*** DATA TO PROCESS Section Begins ***
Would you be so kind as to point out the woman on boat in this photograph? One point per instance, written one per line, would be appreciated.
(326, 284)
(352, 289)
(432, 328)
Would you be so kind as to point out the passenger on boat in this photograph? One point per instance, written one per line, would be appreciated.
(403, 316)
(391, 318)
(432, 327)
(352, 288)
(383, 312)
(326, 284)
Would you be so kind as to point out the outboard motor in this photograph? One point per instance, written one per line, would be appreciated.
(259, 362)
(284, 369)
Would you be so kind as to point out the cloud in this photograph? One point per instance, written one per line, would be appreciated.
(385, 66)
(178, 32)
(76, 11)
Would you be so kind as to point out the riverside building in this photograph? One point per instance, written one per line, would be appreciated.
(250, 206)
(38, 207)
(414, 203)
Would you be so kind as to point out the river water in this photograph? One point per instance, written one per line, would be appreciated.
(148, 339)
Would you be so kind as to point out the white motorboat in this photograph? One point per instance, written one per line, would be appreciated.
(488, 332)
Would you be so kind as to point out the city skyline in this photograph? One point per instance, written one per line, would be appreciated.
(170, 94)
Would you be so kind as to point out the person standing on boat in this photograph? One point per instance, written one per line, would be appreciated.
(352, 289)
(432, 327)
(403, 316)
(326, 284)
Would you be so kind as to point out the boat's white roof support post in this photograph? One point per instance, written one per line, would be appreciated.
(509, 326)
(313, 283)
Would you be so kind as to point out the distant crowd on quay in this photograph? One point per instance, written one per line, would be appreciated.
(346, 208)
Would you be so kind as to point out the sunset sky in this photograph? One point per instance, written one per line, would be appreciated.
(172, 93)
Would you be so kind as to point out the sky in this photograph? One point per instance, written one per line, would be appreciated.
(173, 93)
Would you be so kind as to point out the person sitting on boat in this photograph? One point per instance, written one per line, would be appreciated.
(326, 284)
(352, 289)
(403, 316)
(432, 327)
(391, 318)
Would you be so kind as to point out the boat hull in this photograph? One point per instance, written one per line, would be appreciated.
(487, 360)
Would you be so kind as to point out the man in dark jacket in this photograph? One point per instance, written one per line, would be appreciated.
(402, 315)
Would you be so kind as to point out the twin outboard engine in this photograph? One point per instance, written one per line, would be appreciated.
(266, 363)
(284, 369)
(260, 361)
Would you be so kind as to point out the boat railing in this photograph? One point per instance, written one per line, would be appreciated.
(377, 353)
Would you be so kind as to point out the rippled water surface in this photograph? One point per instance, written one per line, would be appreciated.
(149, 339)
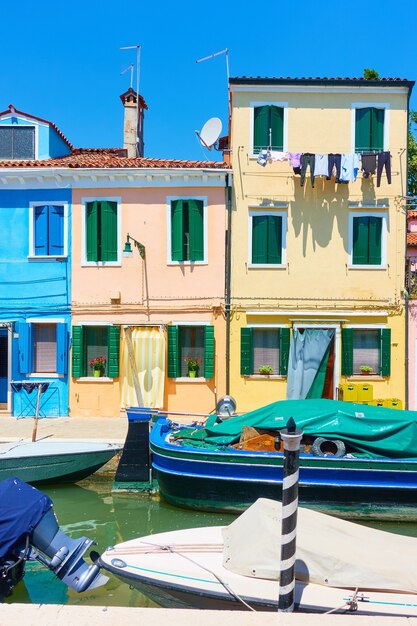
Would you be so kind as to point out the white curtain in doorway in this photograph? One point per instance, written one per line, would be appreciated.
(149, 351)
(307, 350)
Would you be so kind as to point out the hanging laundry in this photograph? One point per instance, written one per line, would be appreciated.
(321, 166)
(349, 167)
(368, 164)
(295, 160)
(263, 158)
(277, 156)
(307, 159)
(384, 158)
(334, 162)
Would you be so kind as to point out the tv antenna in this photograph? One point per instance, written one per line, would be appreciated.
(210, 132)
(129, 67)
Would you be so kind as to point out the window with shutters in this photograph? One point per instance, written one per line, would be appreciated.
(17, 142)
(261, 346)
(48, 229)
(90, 342)
(366, 346)
(190, 342)
(368, 240)
(187, 230)
(369, 128)
(269, 123)
(43, 347)
(267, 238)
(101, 228)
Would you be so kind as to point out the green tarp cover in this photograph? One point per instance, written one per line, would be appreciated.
(367, 430)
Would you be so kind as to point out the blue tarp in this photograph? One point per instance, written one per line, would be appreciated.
(21, 509)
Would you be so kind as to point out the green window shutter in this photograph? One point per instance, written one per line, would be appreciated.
(177, 230)
(92, 231)
(360, 252)
(78, 364)
(274, 248)
(277, 126)
(284, 350)
(173, 352)
(260, 128)
(347, 351)
(114, 350)
(375, 240)
(385, 351)
(377, 129)
(208, 351)
(196, 229)
(246, 352)
(108, 231)
(259, 238)
(363, 130)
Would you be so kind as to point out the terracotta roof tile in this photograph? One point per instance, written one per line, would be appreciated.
(111, 158)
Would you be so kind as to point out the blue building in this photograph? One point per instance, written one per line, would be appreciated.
(35, 266)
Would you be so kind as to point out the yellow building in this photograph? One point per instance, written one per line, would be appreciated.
(317, 262)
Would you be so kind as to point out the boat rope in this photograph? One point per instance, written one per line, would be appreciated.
(222, 582)
(350, 605)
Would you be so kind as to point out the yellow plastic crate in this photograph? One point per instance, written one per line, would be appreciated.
(393, 403)
(348, 392)
(365, 392)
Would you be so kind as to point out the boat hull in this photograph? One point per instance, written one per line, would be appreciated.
(231, 480)
(53, 462)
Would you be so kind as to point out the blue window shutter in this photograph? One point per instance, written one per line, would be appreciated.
(56, 230)
(61, 348)
(25, 348)
(41, 230)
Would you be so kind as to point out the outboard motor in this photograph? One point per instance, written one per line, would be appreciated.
(29, 531)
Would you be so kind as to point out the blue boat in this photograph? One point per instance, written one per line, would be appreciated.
(356, 460)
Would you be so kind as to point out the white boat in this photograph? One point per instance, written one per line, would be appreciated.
(51, 461)
(340, 566)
*** DATA TO PROCESS Section Ends ***
If an entry contains a picture, leave it out and repeat the rest exactly.

§ **SOLUTION FOR THIS TASK**
Would you be so kind as to point out the woman on boat in this photograph? One point per instance, written one per line, would be appreciated.
(326, 284)
(352, 289)
(432, 328)
Would you be so kind as to point out the passenger on boat in this photograph? One point per instance, written one per line, would be appreciated.
(403, 316)
(391, 318)
(432, 327)
(352, 288)
(383, 312)
(326, 284)
Would you be so kind as to point out the outboard motor in this photograph? One point per instance, written one per line, would be appreciated.
(259, 362)
(284, 369)
Would you be so kind as to point out the cloud in this photograph? One point per instance, written one per line, would be appreciated.
(385, 66)
(178, 32)
(76, 11)
Would you be so kind as to point out the riverside building in this photograph? One point per instance, written one per line, would be appreciated.
(250, 206)
(38, 207)
(414, 203)
Would you be so kind as to point out the river water in this photograph? One point per instance, written one per line, would be appreciated.
(148, 339)
Would you be so kind as to point out the white motorboat in this photograph? One point per instance, written one per line, would be appreciated.
(488, 332)
Would you be so kind as to point out the city skyline in this photograph? One point per instance, written one per line, would be appreciated.
(170, 94)
Would you be so kind as to point out the person standing on boat in this photograph? One point per instance, written one per line, would be appreciated.
(352, 289)
(432, 327)
(403, 316)
(326, 284)
Would you be so kind as to point out the boat's white roof support post in this photograph? One point per instance, written one per line, would be appreciated.
(509, 326)
(313, 283)
Would you be so kind as to point out the distant crowd on quay in this photograph? One point per instance, written one per line, would be appreciated.
(346, 208)
Would you be so kind as to point out the sunset sky in this photograph? One point per instance, written one per line, would be appreciated.
(172, 93)
Would you be so kind as to point out the sky in this photograph? One point per instance, written one per line, would be appreciated.
(173, 93)
Would you be so kind as to point out the person sitting on boat in this photograph? One point per instance, written one per line, would be appreciated.
(326, 284)
(352, 289)
(403, 316)
(432, 327)
(391, 318)
Would you be so kind as to point out the boat hull in this photograph? One point per instance, written one per line, would be appreciated.
(487, 360)
Would you be so kind as to point out the man in dark jacket in this photograph? One point per instance, written one per line, would be appreciated.
(402, 315)
Would you be so kind as to point out the twin outboard engine in this photograph? One point per instance, written one per line, would be appreciated.
(266, 363)
(284, 369)
(260, 361)
Would you be so kind as to point out the boat railing in this photograph? One point per instance, written one per line, would be appreciated.
(377, 353)
Would you be so kind as to point out the rippled water surface in this photograph? One point per instance, written one per line, would be appreciated.
(149, 339)
Would you be so kind as to point out the white curtain in doorway in this photograph? One point per instance, written one per line, would be appreciated.
(149, 351)
(307, 350)
Would you be so kind as to point out the hanging laundry in this photograph? One point per instance, written one per line, would be appreciated.
(321, 166)
(349, 167)
(368, 164)
(295, 160)
(263, 158)
(277, 156)
(307, 159)
(384, 158)
(334, 162)
Would you be so kind as to point out the tv antenna in this photograph? One point per instance, written one per line, would be appreciated.
(210, 132)
(129, 67)
Would you be so kind as to point out the window with shutters in this photograph? One point per instance, written one per line, would be appreciated.
(17, 142)
(261, 346)
(48, 229)
(90, 342)
(366, 346)
(190, 342)
(368, 240)
(187, 230)
(369, 128)
(269, 123)
(43, 347)
(267, 238)
(101, 228)
Would you be so kind as to point out the green tarp cover in this photograph? One point per instance, written one per line, would be appreciated.
(367, 430)
Would you be so kind as to point out the blue tarp in this photograph? One point per instance, written one per line, would be appreciated.
(21, 509)
Would you be so kind as to point out the green window shutter in this photograph? One point per instance, written one per line, would be appreciated.
(177, 230)
(92, 231)
(360, 252)
(78, 364)
(274, 248)
(277, 126)
(284, 350)
(173, 352)
(260, 128)
(347, 351)
(114, 350)
(375, 240)
(385, 351)
(377, 129)
(208, 351)
(196, 229)
(246, 352)
(108, 231)
(259, 238)
(363, 130)
Would you be so kind as to point out the terracotta roof tile in this photograph? One point per instance, written one per line, would be appreciated.
(111, 158)
Would you be so kind as to point out the blue building in this photograph? One point per instance, written one per line, would be appreciated.
(35, 266)
Would you be so kind as to point out the yellow building in this photograph? One point per instance, written one per line, would be appreciated.
(317, 262)
Would you be so kind as to point out the boat rope in this photograph? One point per instance, written one per line, would be appreciated.
(222, 582)
(350, 605)
Would you be so kind as to point out the yellow plastic crate in this photograph? One point per instance, written one per line, would be appreciated.
(393, 403)
(348, 392)
(365, 392)
Would you be so kind as to point out the boat hull in this photograph? One point per instance, written one per line, would be appreciated.
(231, 480)
(53, 462)
Would you be so kind as to point out the blue window shutter in this photograph? One point per instance, written one per line, would be appreciated.
(56, 230)
(61, 348)
(25, 348)
(41, 230)
Would you be so kind as to point out the outboard motor in this photograph? One point per instance, written one per line, would be appreciated.
(29, 531)
Would you be so kind as to point out the blue boat in this photograph? One point per instance, written one per line, would be appreciated.
(356, 460)
Would you be so kind as to point out the white boat in this photograph? One point per instance, written one per line, would be appreciated.
(51, 461)
(340, 566)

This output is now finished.